Dataset entries

·····

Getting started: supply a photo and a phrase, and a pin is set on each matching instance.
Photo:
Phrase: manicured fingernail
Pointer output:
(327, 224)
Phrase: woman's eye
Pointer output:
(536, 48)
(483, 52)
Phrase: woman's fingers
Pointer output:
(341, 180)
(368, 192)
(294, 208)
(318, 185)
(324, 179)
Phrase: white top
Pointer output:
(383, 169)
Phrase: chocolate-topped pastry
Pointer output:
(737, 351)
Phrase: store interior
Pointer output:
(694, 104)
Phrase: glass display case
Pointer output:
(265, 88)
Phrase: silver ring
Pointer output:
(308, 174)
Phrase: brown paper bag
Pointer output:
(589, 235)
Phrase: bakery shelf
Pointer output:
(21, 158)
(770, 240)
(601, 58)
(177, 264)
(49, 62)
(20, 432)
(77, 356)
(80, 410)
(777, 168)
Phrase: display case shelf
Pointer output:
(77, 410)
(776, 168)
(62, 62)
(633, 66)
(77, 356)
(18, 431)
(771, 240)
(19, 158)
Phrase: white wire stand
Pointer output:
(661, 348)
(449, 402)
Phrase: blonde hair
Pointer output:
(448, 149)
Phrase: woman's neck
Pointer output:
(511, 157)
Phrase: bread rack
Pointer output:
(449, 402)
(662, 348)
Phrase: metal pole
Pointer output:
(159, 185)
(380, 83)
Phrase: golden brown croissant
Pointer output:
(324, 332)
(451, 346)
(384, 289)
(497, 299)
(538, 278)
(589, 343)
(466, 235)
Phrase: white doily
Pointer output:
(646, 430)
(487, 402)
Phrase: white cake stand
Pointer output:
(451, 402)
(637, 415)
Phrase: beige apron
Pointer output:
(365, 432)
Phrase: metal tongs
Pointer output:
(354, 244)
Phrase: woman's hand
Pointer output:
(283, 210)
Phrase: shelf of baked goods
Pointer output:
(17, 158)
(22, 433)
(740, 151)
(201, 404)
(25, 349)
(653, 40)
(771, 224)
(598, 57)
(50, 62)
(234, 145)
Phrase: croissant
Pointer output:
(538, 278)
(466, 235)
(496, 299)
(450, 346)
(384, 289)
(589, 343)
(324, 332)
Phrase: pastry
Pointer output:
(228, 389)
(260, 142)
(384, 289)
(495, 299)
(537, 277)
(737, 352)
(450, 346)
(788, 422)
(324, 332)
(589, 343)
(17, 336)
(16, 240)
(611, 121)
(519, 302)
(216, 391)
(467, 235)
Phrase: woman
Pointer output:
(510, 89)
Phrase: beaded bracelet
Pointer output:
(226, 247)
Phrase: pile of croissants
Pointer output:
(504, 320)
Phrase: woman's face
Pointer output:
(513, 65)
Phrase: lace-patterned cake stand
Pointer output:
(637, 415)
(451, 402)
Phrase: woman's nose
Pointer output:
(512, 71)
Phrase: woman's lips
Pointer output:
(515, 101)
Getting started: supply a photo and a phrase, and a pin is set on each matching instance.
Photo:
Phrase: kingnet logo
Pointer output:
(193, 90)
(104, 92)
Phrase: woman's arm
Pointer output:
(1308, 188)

·····

== Problem description ==
Nothing is to be altered; retype each entry exactly.

== Exercise response ==
Getting started: supply a photo and a phrase, and a pin is set on each matching instance.
Photo:
Phrase: manicured fingernail
Pointer output:
(327, 224)
Phrase: woman's eye
Pointer output:
(536, 48)
(483, 52)
Phrase: woman's fingers
Pointer output:
(341, 180)
(368, 192)
(294, 208)
(318, 185)
(324, 179)
Phrase: white top
Pointer output:
(383, 169)
Phrase: chocolate-topped pastry
Pointer output:
(737, 351)
Phrase: store interior
Pointer output:
(694, 104)
Phrase: glass display case
Pointer output:
(265, 88)
Phrase: silver ring
Pointer output:
(308, 174)
Phrase: brown paper bag
Pointer output:
(589, 235)
Phrase: bakery shelf
Pointer output:
(21, 158)
(770, 240)
(601, 58)
(177, 264)
(49, 62)
(20, 432)
(77, 356)
(80, 410)
(777, 168)
Phrase: display case shelf
Pointer output:
(77, 410)
(776, 168)
(62, 62)
(633, 66)
(77, 356)
(18, 431)
(771, 240)
(19, 158)
Phrase: white wire stand
Pointer output:
(661, 348)
(449, 402)
Phrase: blonde hair
Pointer output:
(448, 149)
Phrase: woman's neck
Pointer output:
(511, 157)
Phrase: bread rack
Pointer output:
(449, 402)
(662, 348)
Phrase: metal pole
Pointer output:
(159, 185)
(380, 83)
Phrase: golden brown croissant
Pointer output:
(324, 332)
(451, 346)
(384, 289)
(497, 299)
(538, 278)
(589, 343)
(466, 235)
Phrase: white doily
Pointer output:
(646, 430)
(487, 402)
Phrase: white cake stand
Pointer output:
(451, 402)
(637, 415)
Phrase: beige apron
Pointer output:
(365, 432)
Phrase: metal tongs
Pointer output:
(354, 244)
Phrase: woman's hand
Pointer output:
(283, 210)
Phrase: shelf of baked goods
Pointer output:
(17, 158)
(22, 433)
(740, 151)
(201, 404)
(25, 349)
(653, 40)
(771, 224)
(598, 57)
(50, 62)
(234, 145)
Phrase: croissant
Pointer output:
(538, 278)
(466, 235)
(496, 299)
(450, 346)
(384, 289)
(589, 343)
(324, 332)
Phrase: pastry
Pointer output:
(228, 389)
(260, 142)
(384, 289)
(495, 299)
(537, 277)
(737, 352)
(450, 346)
(788, 422)
(324, 332)
(589, 343)
(17, 336)
(16, 240)
(611, 121)
(519, 302)
(216, 391)
(467, 235)
Phrase: woman
Pointer output:
(510, 89)
Phrase: beaded bracelet
Pointer output:
(226, 247)
Phrase: pile of croissants
Pointer output:
(504, 320)
Phrase: woman's face
Pointer output:
(513, 65)
Phrase: lace-patterned cake stand
Pointer output:
(637, 415)
(451, 402)
Phrase: woman's nose
Pointer output:
(512, 71)
Phrase: woman's lips
Pointer output:
(515, 101)
Getting started: supply a photo and a phrase, and a pin is set on each matching instance.
Photo:
Phrase: kingnet logo
Pointer output:
(193, 90)
(104, 92)
Phrase: woman's arm
Pointer output:
(1308, 188)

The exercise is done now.